◆ **The exercise**: Render the lines of the listing below as a JSON list of strings, one string per line and no blank lines. Begin at the line that contains "If you would be so kind as to spot the wheel" and stop at the end of the listing.

◆ **Dataset rows**:
(begin)

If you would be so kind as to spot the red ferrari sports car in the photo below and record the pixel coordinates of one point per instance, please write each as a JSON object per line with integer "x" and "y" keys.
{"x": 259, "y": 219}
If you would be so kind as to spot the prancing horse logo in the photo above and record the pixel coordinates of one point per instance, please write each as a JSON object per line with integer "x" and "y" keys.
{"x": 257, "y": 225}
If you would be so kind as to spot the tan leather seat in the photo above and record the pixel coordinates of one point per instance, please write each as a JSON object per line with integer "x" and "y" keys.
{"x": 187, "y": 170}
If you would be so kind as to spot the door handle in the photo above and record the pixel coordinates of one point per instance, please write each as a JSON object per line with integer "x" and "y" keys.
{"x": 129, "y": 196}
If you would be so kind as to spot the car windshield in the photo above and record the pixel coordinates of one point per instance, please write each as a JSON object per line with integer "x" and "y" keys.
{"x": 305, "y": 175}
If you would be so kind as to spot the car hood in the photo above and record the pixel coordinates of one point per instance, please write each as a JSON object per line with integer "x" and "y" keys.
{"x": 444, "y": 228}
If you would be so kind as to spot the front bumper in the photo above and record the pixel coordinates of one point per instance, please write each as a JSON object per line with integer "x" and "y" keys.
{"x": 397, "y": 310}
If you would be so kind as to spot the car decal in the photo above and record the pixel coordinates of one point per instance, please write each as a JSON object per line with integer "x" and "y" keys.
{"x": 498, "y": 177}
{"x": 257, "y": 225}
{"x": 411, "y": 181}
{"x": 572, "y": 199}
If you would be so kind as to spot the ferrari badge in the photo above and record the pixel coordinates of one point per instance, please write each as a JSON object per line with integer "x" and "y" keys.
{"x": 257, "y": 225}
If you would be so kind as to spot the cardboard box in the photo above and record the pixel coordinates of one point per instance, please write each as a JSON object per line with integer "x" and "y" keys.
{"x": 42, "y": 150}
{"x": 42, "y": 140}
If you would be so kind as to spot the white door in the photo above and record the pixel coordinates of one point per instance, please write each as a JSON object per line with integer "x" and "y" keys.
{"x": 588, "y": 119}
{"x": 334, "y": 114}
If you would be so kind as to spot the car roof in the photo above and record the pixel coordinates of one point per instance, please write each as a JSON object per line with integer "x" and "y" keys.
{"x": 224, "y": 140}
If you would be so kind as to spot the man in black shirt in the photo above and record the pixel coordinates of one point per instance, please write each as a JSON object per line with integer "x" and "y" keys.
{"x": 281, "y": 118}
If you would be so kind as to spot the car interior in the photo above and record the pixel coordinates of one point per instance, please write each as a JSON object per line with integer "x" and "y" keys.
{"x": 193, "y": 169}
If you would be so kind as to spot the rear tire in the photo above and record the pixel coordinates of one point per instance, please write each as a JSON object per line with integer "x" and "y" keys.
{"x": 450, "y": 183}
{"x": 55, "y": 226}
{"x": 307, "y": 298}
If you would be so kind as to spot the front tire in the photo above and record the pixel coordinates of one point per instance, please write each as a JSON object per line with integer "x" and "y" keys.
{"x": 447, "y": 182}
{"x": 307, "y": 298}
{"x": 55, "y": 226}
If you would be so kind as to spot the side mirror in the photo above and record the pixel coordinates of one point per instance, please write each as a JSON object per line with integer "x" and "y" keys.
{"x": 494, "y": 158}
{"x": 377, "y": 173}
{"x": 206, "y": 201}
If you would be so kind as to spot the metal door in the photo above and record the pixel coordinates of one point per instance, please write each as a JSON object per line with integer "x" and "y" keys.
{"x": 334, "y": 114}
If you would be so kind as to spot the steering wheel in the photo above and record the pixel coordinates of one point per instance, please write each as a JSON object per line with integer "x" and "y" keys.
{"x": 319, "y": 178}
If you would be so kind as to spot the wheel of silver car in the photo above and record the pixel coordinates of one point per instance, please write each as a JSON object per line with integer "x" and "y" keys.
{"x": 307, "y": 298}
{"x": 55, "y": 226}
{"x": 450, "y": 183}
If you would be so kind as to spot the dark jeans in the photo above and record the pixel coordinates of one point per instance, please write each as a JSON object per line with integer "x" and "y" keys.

(end)

◆ **Response**:
[
  "If you would be so kind as to spot the wheel of silver car in the photo above and record the pixel coordinates of one point per instance, please write each as a JSON object per line with integer \"x\" and \"y\" keys.",
  "{\"x\": 307, \"y\": 298}",
  "{\"x\": 55, \"y\": 226}",
  "{\"x\": 450, \"y\": 183}",
  "If you would be so kind as to spot the dark jeans in the photo above and record the pixel coordinates of one point per instance, please write each as a JSON object per line with integer \"x\" and \"y\" keys."
]